>>

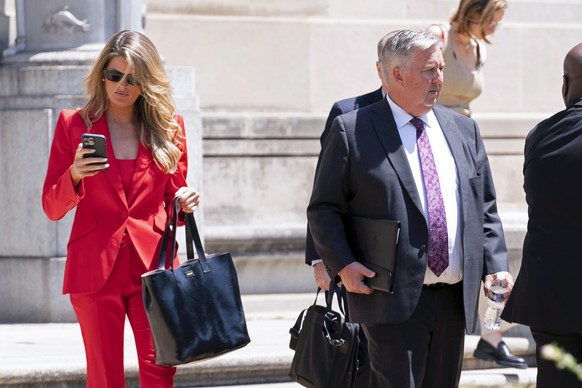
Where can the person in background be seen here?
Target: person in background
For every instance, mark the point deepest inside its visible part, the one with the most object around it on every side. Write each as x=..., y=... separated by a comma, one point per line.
x=376, y=162
x=121, y=201
x=465, y=51
x=547, y=286
x=465, y=55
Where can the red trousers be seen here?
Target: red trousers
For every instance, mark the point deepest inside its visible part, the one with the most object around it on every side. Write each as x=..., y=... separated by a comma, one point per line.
x=101, y=316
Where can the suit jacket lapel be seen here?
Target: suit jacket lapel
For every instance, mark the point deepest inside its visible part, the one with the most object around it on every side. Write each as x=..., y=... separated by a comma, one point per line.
x=387, y=133
x=454, y=138
x=143, y=163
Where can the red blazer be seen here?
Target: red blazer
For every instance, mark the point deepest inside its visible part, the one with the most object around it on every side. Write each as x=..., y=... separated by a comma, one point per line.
x=103, y=212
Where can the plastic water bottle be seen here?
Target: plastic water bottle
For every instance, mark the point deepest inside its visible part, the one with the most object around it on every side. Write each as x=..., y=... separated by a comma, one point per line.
x=492, y=318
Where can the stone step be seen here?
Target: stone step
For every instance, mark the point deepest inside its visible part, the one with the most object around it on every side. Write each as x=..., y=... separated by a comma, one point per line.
x=52, y=355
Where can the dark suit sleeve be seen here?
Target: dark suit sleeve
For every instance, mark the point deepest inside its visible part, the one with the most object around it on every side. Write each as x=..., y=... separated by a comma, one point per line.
x=310, y=251
x=328, y=202
x=335, y=111
x=494, y=248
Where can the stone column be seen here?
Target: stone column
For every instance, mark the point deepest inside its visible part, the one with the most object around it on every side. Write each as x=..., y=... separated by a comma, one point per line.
x=42, y=72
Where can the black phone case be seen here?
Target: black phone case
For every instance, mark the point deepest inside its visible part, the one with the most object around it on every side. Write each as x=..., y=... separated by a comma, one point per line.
x=96, y=142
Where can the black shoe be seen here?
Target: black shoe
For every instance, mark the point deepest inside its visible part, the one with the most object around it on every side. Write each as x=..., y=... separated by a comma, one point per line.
x=501, y=355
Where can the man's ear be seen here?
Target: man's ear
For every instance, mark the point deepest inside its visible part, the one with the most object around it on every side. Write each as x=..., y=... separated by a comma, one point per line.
x=397, y=75
x=565, y=87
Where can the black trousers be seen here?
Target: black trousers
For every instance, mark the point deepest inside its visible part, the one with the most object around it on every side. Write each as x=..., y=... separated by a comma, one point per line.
x=549, y=375
x=424, y=351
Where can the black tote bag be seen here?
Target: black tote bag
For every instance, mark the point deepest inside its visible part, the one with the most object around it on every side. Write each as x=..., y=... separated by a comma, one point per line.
x=195, y=310
x=325, y=345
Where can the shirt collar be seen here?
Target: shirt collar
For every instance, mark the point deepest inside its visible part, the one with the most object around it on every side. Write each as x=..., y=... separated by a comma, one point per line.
x=401, y=117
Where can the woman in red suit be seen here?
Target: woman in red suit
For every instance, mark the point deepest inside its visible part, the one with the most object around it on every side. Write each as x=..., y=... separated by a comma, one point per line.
x=120, y=204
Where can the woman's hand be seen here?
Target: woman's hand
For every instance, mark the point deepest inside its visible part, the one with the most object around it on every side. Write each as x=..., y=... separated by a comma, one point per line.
x=189, y=199
x=83, y=167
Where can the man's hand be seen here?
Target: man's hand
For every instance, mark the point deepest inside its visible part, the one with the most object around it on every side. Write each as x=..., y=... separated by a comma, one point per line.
x=507, y=283
x=353, y=278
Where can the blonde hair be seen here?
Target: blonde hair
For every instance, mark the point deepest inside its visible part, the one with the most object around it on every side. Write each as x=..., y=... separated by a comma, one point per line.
x=155, y=110
x=483, y=10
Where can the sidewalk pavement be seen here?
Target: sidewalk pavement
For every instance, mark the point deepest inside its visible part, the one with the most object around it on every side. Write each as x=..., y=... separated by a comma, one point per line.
x=51, y=355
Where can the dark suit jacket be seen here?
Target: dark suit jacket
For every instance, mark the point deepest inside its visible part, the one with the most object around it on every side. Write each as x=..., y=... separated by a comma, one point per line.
x=364, y=171
x=338, y=108
x=548, y=284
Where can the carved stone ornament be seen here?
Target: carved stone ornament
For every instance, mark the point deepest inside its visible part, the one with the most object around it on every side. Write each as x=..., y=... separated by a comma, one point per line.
x=64, y=21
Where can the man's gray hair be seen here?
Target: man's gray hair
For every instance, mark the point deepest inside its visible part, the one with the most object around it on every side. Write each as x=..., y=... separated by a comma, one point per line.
x=398, y=46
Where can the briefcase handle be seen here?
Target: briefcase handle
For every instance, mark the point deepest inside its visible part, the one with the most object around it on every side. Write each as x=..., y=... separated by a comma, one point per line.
x=192, y=235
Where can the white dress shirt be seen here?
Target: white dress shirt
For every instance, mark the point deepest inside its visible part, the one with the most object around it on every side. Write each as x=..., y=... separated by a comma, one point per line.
x=448, y=178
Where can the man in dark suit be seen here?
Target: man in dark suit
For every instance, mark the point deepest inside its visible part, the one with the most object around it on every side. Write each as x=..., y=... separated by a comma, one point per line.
x=311, y=256
x=371, y=166
x=548, y=283
x=340, y=107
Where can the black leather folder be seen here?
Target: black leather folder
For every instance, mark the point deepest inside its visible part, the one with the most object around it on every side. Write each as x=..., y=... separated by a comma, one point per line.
x=374, y=243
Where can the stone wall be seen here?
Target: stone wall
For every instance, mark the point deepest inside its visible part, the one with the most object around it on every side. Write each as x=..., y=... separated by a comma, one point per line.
x=268, y=73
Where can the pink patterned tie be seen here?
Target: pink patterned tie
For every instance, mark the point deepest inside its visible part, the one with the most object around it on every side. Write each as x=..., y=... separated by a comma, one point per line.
x=438, y=240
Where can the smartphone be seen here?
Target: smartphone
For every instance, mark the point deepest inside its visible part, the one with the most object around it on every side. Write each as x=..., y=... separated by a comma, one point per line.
x=96, y=142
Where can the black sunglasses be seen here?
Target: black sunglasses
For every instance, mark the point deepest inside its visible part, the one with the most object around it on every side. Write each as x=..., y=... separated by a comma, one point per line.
x=116, y=76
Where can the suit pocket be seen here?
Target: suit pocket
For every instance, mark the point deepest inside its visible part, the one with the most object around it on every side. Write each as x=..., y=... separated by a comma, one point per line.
x=82, y=226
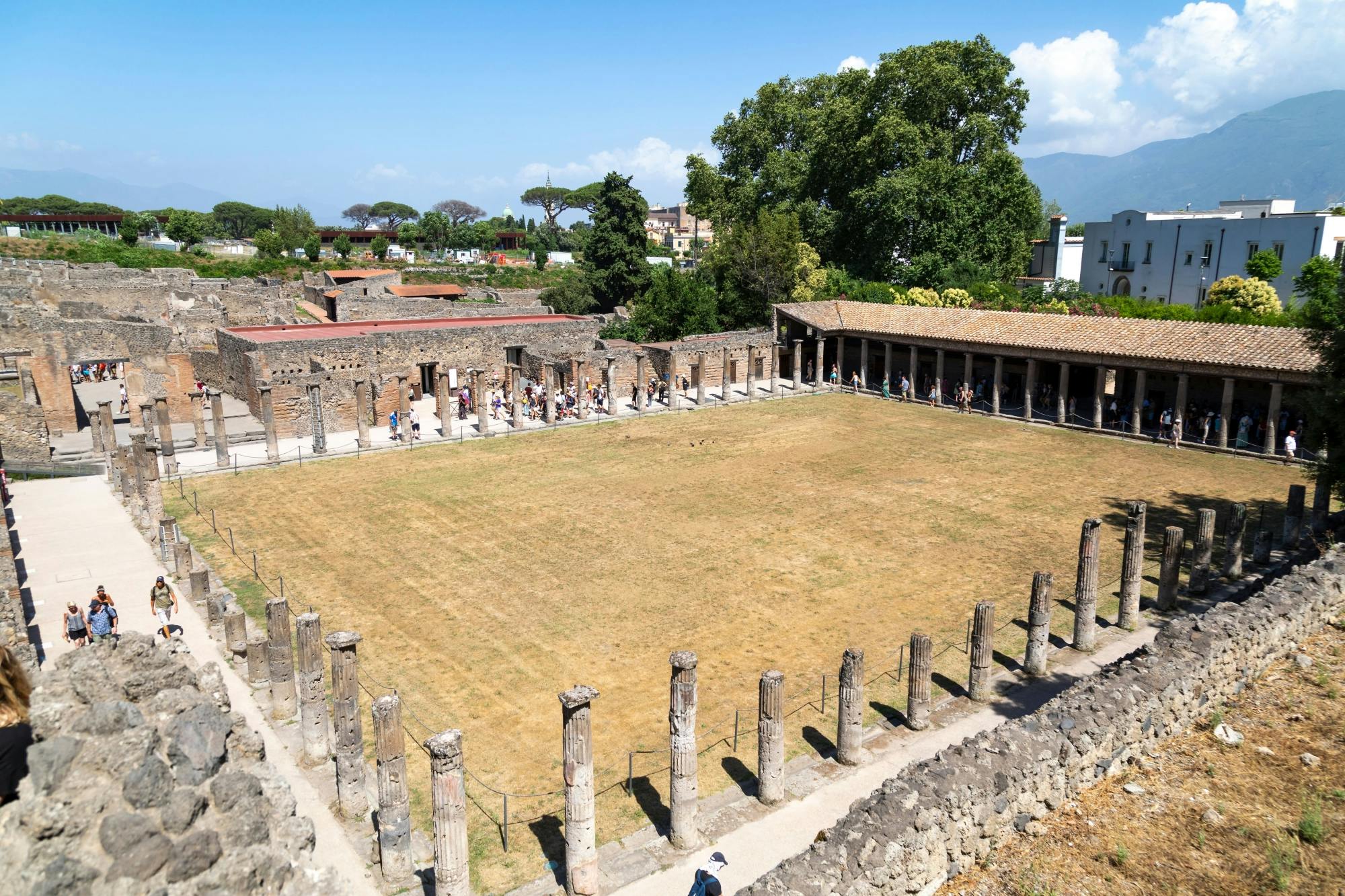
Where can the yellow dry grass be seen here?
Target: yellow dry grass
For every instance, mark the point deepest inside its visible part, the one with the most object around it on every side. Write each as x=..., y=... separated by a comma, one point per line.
x=486, y=577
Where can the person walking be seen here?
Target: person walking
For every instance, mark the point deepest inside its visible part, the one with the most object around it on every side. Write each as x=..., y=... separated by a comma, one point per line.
x=15, y=731
x=163, y=603
x=77, y=627
x=707, y=881
x=103, y=622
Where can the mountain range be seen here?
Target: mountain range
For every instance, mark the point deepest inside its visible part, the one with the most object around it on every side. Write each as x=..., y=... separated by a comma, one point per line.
x=1293, y=150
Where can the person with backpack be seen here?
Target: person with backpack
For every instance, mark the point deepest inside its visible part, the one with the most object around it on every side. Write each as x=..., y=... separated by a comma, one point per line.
x=707, y=881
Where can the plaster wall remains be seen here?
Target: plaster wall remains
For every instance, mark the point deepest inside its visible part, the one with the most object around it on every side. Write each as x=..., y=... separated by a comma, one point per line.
x=941, y=815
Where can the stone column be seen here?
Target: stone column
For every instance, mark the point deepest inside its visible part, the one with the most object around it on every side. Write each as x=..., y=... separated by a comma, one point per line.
x=404, y=408
x=983, y=651
x=1171, y=572
x=1133, y=565
x=313, y=696
x=1226, y=412
x=315, y=411
x=236, y=634
x=1180, y=411
x=395, y=810
x=1234, y=530
x=1100, y=395
x=1030, y=386
x=484, y=412
x=1277, y=393
x=582, y=873
x=918, y=682
x=352, y=797
x=999, y=385
x=683, y=786
x=259, y=662
x=449, y=798
x=198, y=416
x=1039, y=624
x=1203, y=553
x=851, y=708
x=1321, y=503
x=1261, y=546
x=1086, y=587
x=1063, y=395
x=1295, y=516
x=147, y=423
x=219, y=431
x=549, y=385
x=362, y=413
x=280, y=659
x=771, y=737
x=268, y=421
x=1137, y=403
x=446, y=405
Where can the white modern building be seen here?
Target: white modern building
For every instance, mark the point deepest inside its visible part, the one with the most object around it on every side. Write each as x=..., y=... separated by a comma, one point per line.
x=1175, y=256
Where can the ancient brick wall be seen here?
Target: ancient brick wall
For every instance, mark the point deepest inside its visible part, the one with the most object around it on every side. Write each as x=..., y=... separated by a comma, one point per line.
x=941, y=815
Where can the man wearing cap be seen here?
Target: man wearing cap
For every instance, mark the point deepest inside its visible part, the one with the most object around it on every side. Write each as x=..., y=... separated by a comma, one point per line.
x=163, y=602
x=707, y=881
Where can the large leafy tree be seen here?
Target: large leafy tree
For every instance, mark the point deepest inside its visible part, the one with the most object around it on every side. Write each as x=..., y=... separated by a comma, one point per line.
x=392, y=213
x=615, y=255
x=239, y=218
x=884, y=169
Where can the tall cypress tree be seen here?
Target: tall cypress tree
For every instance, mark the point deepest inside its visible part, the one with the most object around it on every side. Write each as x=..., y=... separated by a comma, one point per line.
x=615, y=253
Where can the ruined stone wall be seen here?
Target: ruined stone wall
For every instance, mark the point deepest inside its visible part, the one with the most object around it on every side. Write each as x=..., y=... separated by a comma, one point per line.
x=143, y=780
x=941, y=815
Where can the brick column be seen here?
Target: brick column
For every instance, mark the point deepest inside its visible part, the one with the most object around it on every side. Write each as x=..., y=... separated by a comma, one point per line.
x=1039, y=624
x=449, y=801
x=362, y=413
x=268, y=421
x=1086, y=587
x=395, y=811
x=683, y=784
x=851, y=708
x=771, y=737
x=313, y=696
x=350, y=735
x=219, y=431
x=582, y=872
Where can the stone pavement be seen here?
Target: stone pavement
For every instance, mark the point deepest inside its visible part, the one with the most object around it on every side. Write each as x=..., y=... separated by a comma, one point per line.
x=73, y=537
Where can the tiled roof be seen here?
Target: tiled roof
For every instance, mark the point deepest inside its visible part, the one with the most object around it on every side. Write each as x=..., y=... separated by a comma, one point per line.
x=1284, y=349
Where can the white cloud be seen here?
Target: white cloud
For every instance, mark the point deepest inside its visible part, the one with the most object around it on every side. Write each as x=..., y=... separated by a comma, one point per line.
x=653, y=162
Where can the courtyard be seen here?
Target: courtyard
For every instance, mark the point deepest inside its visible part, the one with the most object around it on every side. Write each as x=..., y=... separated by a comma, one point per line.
x=489, y=576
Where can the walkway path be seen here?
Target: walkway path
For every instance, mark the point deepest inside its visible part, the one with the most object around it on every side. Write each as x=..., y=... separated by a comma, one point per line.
x=73, y=537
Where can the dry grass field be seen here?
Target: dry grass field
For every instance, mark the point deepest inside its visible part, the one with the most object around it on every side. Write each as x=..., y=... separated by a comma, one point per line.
x=486, y=577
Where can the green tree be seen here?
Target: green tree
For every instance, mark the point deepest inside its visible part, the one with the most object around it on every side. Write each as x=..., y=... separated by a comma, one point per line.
x=293, y=227
x=188, y=228
x=342, y=245
x=676, y=304
x=1253, y=295
x=392, y=213
x=911, y=161
x=615, y=255
x=1265, y=266
x=237, y=220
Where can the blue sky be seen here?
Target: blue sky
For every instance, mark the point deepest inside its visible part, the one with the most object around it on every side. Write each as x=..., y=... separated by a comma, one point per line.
x=332, y=104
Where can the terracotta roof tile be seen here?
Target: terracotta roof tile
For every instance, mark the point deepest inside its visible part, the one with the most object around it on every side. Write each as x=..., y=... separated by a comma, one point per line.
x=1282, y=349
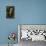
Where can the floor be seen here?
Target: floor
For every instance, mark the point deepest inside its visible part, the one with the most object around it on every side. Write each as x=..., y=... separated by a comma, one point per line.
x=28, y=43
x=34, y=43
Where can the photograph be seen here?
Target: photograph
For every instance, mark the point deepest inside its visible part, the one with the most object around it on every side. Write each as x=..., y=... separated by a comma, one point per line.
x=10, y=12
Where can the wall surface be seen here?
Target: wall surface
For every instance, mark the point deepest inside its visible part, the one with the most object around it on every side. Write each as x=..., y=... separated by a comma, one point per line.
x=27, y=12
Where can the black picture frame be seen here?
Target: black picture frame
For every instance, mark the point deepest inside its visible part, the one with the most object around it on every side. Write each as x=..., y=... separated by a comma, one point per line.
x=10, y=11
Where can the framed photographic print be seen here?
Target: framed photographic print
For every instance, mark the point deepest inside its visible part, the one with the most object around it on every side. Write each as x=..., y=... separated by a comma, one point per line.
x=10, y=12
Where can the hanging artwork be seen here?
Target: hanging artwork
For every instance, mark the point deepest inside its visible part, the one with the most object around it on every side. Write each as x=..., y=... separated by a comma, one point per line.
x=10, y=12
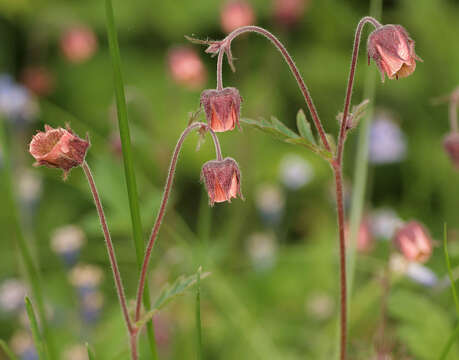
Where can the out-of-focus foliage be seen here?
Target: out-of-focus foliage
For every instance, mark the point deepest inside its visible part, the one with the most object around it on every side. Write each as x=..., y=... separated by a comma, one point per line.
x=273, y=258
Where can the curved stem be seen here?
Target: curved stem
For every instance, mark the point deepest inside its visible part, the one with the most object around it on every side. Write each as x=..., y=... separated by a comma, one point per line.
x=162, y=209
x=111, y=255
x=454, y=101
x=293, y=68
x=219, y=70
x=342, y=252
x=350, y=83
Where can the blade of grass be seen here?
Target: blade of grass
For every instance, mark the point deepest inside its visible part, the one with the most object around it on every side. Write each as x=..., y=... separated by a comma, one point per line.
x=455, y=334
x=30, y=267
x=91, y=355
x=128, y=159
x=198, y=314
x=6, y=349
x=37, y=339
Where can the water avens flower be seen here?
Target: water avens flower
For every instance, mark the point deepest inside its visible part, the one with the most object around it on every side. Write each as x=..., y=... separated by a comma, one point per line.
x=58, y=148
x=451, y=146
x=392, y=49
x=222, y=108
x=414, y=242
x=222, y=180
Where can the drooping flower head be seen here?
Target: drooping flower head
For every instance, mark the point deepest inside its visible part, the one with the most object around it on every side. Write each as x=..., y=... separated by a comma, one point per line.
x=414, y=242
x=392, y=49
x=58, y=148
x=222, y=108
x=222, y=179
x=451, y=145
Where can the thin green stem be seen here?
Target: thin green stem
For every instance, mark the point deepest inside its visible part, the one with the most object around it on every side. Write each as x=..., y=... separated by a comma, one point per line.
x=448, y=265
x=361, y=161
x=128, y=159
x=9, y=201
x=198, y=315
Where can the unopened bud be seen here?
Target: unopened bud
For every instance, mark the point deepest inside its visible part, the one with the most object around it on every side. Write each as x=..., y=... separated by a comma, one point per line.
x=414, y=242
x=222, y=179
x=392, y=49
x=222, y=108
x=58, y=148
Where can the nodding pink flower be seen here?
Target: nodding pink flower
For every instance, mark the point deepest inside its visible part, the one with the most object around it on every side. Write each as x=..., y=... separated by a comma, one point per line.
x=38, y=79
x=451, y=145
x=289, y=12
x=222, y=108
x=236, y=13
x=58, y=148
x=393, y=51
x=222, y=179
x=186, y=67
x=414, y=242
x=78, y=44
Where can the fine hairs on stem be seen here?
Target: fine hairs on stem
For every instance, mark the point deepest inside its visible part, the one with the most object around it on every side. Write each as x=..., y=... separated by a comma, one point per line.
x=162, y=209
x=337, y=161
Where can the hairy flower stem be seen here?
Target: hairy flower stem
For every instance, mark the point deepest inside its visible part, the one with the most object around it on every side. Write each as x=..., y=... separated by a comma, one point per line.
x=162, y=209
x=337, y=169
x=296, y=73
x=453, y=103
x=114, y=264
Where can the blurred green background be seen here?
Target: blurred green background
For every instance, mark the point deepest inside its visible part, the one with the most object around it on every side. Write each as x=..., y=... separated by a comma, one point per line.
x=273, y=289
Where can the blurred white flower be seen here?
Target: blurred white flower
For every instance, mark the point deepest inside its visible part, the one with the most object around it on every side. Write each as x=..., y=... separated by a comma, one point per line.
x=319, y=305
x=387, y=141
x=262, y=249
x=66, y=241
x=12, y=293
x=86, y=277
x=16, y=102
x=384, y=222
x=295, y=172
x=270, y=202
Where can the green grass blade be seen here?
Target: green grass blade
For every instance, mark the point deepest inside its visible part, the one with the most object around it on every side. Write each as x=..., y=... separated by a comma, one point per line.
x=455, y=333
x=128, y=158
x=198, y=315
x=6, y=349
x=91, y=355
x=24, y=250
x=37, y=338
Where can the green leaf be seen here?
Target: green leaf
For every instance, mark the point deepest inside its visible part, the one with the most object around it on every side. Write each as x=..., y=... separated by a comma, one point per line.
x=37, y=338
x=4, y=346
x=91, y=355
x=304, y=127
x=169, y=292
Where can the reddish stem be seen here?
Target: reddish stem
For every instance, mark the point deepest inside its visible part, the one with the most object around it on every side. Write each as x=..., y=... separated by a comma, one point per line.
x=112, y=257
x=296, y=73
x=350, y=83
x=162, y=209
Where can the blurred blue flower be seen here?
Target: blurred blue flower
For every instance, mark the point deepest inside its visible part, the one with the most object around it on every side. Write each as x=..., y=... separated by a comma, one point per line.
x=387, y=141
x=16, y=102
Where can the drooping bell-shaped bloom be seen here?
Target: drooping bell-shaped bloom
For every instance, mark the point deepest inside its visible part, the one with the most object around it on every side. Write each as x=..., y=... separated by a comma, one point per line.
x=392, y=49
x=222, y=179
x=222, y=108
x=58, y=148
x=414, y=242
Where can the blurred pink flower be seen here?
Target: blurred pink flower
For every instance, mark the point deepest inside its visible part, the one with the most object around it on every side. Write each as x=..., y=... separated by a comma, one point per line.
x=236, y=13
x=186, y=67
x=78, y=44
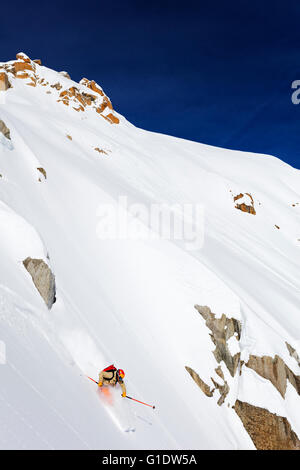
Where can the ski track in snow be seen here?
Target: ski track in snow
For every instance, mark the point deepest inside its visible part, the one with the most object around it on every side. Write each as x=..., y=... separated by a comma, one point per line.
x=131, y=302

<<

Copy the records from the beginning through the line containing "x=101, y=316", substituting "blue jeans" for "red trousers" and leaving everything else unchanged. Leave the pictures out of your copy.

Completed task
Where can the person in background be seen here?
Target: person in background
For every instance, mark the point deepest inside its visible part, the one with the most object around it on every side. Write each as x=..., y=... separated by a comma, one point per line.
x=376, y=162
x=121, y=201
x=465, y=51
x=547, y=286
x=465, y=55
Where can the blue jeans be seen here?
Target: blue jeans
For every instance, mark the point deepest inside its visible part, the one with the most object around it on every side. Write each as x=..., y=... separated by a comma, one point per line.
x=101, y=316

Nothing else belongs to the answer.